* **Record extracts**

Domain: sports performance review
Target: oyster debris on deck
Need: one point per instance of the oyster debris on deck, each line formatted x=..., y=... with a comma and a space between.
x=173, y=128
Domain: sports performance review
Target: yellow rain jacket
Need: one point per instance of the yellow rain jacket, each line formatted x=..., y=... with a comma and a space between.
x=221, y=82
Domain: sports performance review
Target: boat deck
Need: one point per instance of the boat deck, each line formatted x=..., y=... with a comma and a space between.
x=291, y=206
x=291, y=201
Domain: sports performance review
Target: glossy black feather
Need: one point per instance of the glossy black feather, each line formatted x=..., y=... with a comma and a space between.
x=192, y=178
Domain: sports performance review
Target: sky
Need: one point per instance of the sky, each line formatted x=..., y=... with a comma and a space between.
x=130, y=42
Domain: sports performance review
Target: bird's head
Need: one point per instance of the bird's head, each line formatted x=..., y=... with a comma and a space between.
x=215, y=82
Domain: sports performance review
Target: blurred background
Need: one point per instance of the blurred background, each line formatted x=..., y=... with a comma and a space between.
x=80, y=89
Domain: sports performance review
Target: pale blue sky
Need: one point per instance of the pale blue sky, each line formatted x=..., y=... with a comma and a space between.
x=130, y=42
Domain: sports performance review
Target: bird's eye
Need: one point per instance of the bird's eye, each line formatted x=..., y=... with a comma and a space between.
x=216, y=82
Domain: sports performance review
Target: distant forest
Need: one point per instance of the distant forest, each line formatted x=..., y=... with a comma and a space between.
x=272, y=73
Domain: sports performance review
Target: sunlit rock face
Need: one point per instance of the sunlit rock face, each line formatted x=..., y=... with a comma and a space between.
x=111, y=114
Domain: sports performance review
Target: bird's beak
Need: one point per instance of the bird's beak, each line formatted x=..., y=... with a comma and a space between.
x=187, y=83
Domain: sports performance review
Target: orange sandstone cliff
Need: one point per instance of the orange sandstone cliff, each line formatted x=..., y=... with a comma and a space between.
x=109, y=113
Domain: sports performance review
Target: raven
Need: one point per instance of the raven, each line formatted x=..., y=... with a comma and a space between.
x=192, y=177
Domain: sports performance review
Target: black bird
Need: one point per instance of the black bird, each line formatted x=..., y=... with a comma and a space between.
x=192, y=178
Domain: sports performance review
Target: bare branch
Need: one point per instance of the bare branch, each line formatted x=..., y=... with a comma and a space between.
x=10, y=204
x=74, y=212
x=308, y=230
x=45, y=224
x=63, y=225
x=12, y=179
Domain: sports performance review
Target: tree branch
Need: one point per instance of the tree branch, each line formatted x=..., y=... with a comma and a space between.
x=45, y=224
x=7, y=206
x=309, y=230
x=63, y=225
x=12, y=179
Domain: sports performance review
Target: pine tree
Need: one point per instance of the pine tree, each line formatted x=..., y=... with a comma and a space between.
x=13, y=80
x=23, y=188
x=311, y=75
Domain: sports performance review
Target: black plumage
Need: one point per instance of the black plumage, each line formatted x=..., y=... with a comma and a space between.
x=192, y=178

* **What is required**
Starting at the beginning of the records and ending at the line that contains "x=173, y=128", write out every line again, requests included, and scale each point coordinate in the answers by 1.25, rounding to whole numbers with halves going up. Leave the numbers in the requests and their format samples unchanged.

* **Task response**
Domain: sports performance review
Target: oyster debris on deck
Need: one point per instance of the oyster debris on deck, each line formatted x=..., y=... with a comma and a space between.
x=216, y=160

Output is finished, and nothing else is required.